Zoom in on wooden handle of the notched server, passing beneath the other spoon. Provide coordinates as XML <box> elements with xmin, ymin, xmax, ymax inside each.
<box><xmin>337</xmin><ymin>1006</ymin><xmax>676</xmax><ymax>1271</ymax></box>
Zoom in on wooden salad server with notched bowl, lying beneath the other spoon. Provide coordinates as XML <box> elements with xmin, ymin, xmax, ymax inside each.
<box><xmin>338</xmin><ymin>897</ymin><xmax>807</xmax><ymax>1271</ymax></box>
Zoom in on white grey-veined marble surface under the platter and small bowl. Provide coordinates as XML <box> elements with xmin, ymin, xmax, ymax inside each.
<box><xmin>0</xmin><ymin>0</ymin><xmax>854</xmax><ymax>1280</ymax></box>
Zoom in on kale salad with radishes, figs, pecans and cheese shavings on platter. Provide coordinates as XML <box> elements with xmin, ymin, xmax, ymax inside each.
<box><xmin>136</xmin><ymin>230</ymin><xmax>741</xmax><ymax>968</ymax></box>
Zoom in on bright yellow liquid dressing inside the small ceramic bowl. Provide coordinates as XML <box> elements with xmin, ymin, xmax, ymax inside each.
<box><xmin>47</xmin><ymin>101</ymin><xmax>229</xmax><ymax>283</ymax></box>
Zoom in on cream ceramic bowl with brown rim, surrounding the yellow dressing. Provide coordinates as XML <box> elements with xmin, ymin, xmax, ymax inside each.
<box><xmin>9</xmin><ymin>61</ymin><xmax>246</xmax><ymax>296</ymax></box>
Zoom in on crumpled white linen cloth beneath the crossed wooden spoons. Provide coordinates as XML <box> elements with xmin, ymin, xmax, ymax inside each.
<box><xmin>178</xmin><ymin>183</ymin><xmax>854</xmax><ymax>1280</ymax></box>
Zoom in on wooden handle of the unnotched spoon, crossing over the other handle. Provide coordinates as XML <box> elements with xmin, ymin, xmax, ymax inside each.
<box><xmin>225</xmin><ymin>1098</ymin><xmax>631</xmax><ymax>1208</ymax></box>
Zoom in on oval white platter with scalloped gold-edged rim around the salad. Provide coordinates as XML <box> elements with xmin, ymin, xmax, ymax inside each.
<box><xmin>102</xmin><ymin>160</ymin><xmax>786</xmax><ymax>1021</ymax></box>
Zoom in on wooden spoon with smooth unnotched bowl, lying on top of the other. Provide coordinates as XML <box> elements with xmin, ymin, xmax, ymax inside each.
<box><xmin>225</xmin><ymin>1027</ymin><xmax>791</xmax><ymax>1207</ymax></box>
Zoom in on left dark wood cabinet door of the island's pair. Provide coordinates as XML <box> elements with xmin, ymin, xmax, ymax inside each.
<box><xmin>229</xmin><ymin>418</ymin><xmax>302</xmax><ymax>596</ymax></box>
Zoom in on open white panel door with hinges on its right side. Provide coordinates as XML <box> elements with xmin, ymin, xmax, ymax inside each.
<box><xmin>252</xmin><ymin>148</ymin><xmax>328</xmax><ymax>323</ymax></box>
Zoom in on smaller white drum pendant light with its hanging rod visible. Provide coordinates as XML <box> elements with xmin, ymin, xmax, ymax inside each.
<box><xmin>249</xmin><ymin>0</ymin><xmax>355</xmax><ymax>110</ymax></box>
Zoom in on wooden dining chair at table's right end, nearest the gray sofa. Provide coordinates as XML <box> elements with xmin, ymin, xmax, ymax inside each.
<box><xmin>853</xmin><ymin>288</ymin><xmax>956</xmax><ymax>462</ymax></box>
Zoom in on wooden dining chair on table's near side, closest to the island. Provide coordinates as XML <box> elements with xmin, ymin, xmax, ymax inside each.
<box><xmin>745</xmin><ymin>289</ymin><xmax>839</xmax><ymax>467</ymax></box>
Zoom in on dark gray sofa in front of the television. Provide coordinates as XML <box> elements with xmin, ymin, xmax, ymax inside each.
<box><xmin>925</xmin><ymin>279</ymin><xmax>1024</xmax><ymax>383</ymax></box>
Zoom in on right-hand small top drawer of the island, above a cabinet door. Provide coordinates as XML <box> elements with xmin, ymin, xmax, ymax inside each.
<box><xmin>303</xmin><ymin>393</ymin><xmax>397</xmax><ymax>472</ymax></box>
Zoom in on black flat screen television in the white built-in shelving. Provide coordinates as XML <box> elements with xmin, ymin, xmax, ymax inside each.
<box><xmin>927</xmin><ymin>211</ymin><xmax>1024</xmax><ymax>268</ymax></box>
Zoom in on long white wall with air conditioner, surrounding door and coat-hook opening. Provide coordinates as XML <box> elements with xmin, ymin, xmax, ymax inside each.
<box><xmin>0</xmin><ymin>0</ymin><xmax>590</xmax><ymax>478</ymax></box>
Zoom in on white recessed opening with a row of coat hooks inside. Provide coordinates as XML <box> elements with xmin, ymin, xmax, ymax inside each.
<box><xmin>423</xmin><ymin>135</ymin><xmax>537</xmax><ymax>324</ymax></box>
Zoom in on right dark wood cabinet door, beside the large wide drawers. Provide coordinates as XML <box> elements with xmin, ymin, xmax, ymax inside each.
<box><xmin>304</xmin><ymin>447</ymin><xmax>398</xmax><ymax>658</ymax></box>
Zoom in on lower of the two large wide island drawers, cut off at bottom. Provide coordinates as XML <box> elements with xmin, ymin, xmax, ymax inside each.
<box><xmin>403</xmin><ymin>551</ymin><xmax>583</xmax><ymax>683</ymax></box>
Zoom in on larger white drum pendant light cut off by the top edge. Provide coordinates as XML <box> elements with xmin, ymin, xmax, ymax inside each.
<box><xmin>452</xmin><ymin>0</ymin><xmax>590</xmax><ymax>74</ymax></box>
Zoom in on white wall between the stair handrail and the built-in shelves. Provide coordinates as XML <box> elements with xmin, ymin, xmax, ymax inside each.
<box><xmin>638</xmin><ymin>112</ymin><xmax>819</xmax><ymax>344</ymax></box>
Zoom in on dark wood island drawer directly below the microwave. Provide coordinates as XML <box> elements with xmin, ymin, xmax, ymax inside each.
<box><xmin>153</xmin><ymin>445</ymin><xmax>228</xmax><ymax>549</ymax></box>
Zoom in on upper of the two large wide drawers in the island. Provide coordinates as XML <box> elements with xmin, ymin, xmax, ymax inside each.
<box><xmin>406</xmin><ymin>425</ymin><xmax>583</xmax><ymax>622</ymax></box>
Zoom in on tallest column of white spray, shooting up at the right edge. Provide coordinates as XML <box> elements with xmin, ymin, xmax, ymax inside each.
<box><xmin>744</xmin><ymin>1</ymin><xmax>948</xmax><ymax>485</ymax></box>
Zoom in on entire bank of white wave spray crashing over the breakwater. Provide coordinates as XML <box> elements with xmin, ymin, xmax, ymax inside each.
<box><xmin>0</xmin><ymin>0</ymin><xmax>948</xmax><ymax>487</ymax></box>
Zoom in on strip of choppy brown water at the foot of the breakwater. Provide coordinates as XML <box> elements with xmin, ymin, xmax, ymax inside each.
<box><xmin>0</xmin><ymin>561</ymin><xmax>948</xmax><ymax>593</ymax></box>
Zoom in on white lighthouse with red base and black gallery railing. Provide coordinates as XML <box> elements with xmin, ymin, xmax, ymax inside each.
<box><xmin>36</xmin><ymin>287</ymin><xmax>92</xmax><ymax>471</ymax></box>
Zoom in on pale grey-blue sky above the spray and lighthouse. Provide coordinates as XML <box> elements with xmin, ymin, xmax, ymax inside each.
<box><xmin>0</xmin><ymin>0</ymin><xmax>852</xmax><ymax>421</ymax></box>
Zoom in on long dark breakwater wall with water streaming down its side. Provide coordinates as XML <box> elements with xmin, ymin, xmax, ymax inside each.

____________________

### Work instruction
Faithfully reproduce all of the material.

### Answer space
Zoom in on wooden handle of the notched server, passing beneath the other spoon. Provide coordinates as XML <box> elements with xmin, ymin, xmax, ymax inside each.
<box><xmin>337</xmin><ymin>1006</ymin><xmax>676</xmax><ymax>1271</ymax></box>
Zoom in on wooden salad server with notched bowl, lying beneath the other spoon. Provide coordinates as XML <box> elements with xmin, ymin, xmax, ymax inside each.
<box><xmin>338</xmin><ymin>897</ymin><xmax>807</xmax><ymax>1271</ymax></box>
Zoom in on white grey-veined marble surface under the platter and small bowl. Provide coordinates as XML <box> elements with xmin, ymin, xmax, ymax inside each.
<box><xmin>0</xmin><ymin>0</ymin><xmax>854</xmax><ymax>1280</ymax></box>
Zoom in on kale salad with radishes, figs, pecans and cheese shavings on platter. Provide coordinates as XML <box> elements with xmin, ymin, xmax, ymax inside each.
<box><xmin>136</xmin><ymin>230</ymin><xmax>741</xmax><ymax>968</ymax></box>
Zoom in on bright yellow liquid dressing inside the small ceramic bowl. Provide coordinates as XML <box> elements with xmin, ymin, xmax, ymax inside each.
<box><xmin>47</xmin><ymin>101</ymin><xmax>229</xmax><ymax>283</ymax></box>
Zoom in on cream ceramic bowl with brown rim, surrounding the yellow dressing. Provide coordinates as XML <box> elements with xmin, ymin, xmax, ymax inside each.
<box><xmin>9</xmin><ymin>61</ymin><xmax>246</xmax><ymax>296</ymax></box>
Zoom in on crumpled white linen cloth beneath the crossed wooden spoons. Provide coordinates as XML <box> elements with xmin, ymin, xmax, ymax inside each.
<box><xmin>178</xmin><ymin>183</ymin><xmax>854</xmax><ymax>1280</ymax></box>
Zoom in on wooden handle of the unnotched spoon, crossing over the other handle. Provide coordinates as XML <box> elements with xmin, ymin, xmax, ymax inside each.
<box><xmin>225</xmin><ymin>1098</ymin><xmax>631</xmax><ymax>1208</ymax></box>
Zoom in on oval white platter with scalloped gold-edged rim around the salad. Provide coordinates as XML <box> elements with xmin, ymin, xmax, ymax inside each.
<box><xmin>102</xmin><ymin>160</ymin><xmax>786</xmax><ymax>1021</ymax></box>
Zoom in on wooden spoon with smooth unnotched bowl, lying on top of the other. Provide coordinates as XML <box> elements with xmin, ymin, xmax, ymax inside each.
<box><xmin>225</xmin><ymin>1027</ymin><xmax>791</xmax><ymax>1207</ymax></box>
Zoom in on left dark wood cabinet door of the island's pair. Provide coordinates as XML <box> elements with xmin, ymin, xmax, ymax inside each.
<box><xmin>229</xmin><ymin>418</ymin><xmax>302</xmax><ymax>596</ymax></box>
Zoom in on open white panel door with hinges on its right side. Provide coordinates as XML <box> elements with xmin, ymin, xmax, ymax inside each.
<box><xmin>252</xmin><ymin>148</ymin><xmax>328</xmax><ymax>323</ymax></box>
Zoom in on smaller white drum pendant light with its hanging rod visible. Provide coordinates as XML <box> elements with xmin, ymin, xmax, ymax inside each.
<box><xmin>249</xmin><ymin>0</ymin><xmax>355</xmax><ymax>110</ymax></box>
Zoom in on wooden dining chair at table's right end, nearest the gray sofa. Provide coordinates as XML <box> elements with xmin, ymin, xmax, ymax inside each.
<box><xmin>853</xmin><ymin>288</ymin><xmax>956</xmax><ymax>462</ymax></box>
Zoom in on wooden dining chair on table's near side, closest to the island. Provide coordinates as XML <box> elements with xmin, ymin, xmax, ymax inside each.
<box><xmin>745</xmin><ymin>289</ymin><xmax>839</xmax><ymax>467</ymax></box>
Zoom in on dark gray sofa in front of the television. Provide coordinates as XML <box> elements with xmin, ymin, xmax, ymax inside each.
<box><xmin>925</xmin><ymin>279</ymin><xmax>1024</xmax><ymax>383</ymax></box>
Zoom in on right-hand small top drawer of the island, above a cabinet door. Provide coordinates as XML <box> elements with xmin, ymin, xmax, ymax inside each.
<box><xmin>303</xmin><ymin>393</ymin><xmax>397</xmax><ymax>472</ymax></box>
Zoom in on black flat screen television in the white built-in shelving. Provide coordinates as XML <box> elements with xmin, ymin, xmax, ymax inside each.
<box><xmin>927</xmin><ymin>211</ymin><xmax>1024</xmax><ymax>268</ymax></box>
Zoom in on long white wall with air conditioner, surrounding door and coat-hook opening. Provide coordinates as XML <box> elements with xmin, ymin, xmax, ymax inside each.
<box><xmin>0</xmin><ymin>0</ymin><xmax>590</xmax><ymax>478</ymax></box>
Zoom in on white recessed opening with a row of coat hooks inside. Provide coordinates as XML <box> elements with xmin, ymin, xmax, ymax inside each.
<box><xmin>423</xmin><ymin>135</ymin><xmax>537</xmax><ymax>324</ymax></box>
Zoom in on right dark wood cabinet door, beside the large wide drawers. Provide coordinates as XML <box> elements with xmin, ymin, xmax, ymax inside each.
<box><xmin>304</xmin><ymin>447</ymin><xmax>398</xmax><ymax>658</ymax></box>
Zoom in on lower of the two large wide island drawers, cut off at bottom. Provide coordinates as XML <box> elements with xmin, ymin, xmax, ymax inside each.
<box><xmin>403</xmin><ymin>551</ymin><xmax>583</xmax><ymax>683</ymax></box>
Zoom in on larger white drum pendant light cut off by the top edge. Provide coordinates as XML <box> elements with xmin, ymin, xmax, ymax inside each.
<box><xmin>452</xmin><ymin>0</ymin><xmax>590</xmax><ymax>74</ymax></box>
Zoom in on white wall between the stair handrail and the built-in shelves. Provide coordinates as XML <box> elements with xmin, ymin, xmax, ymax inside each.
<box><xmin>638</xmin><ymin>112</ymin><xmax>819</xmax><ymax>344</ymax></box>
Zoom in on dark wood island drawer directly below the microwave. Provide coordinates as XML <box> elements with xmin, ymin, xmax, ymax inside each.
<box><xmin>153</xmin><ymin>445</ymin><xmax>228</xmax><ymax>549</ymax></box>
Zoom in on upper of the two large wide drawers in the island. Provide coordinates as XML <box> elements with xmin, ymin, xmax, ymax inside each.
<box><xmin>406</xmin><ymin>425</ymin><xmax>583</xmax><ymax>622</ymax></box>
Zoom in on tallest column of white spray, shooting up at the right edge. Provide coordinates as XML <box> elements with xmin, ymin, xmax, ymax inside each.
<box><xmin>744</xmin><ymin>1</ymin><xmax>948</xmax><ymax>485</ymax></box>
Zoom in on entire bank of white wave spray crashing over the breakwater. Provide coordinates as XML <box> elements with xmin, ymin, xmax, ymax inside each.
<box><xmin>0</xmin><ymin>0</ymin><xmax>948</xmax><ymax>487</ymax></box>
Zoom in on strip of choppy brown water at the foot of the breakwater. Provide coordinates as XML <box> elements with xmin, ymin, xmax, ymax inside each.
<box><xmin>0</xmin><ymin>561</ymin><xmax>948</xmax><ymax>593</ymax></box>
Zoom in on white lighthouse with red base and black gallery railing. Provide coordinates as XML <box> elements with xmin, ymin, xmax, ymax inside each.
<box><xmin>36</xmin><ymin>287</ymin><xmax>92</xmax><ymax>471</ymax></box>
Zoom in on pale grey-blue sky above the spray and lighthouse. Provide coordinates as XML <box> elements with xmin, ymin, xmax, ymax inside each.
<box><xmin>0</xmin><ymin>0</ymin><xmax>852</xmax><ymax>421</ymax></box>
Zoom in on long dark breakwater wall with water streaming down its side. Provide coordinates as XML <box> elements with xmin, ymin, xmax, ymax inside each.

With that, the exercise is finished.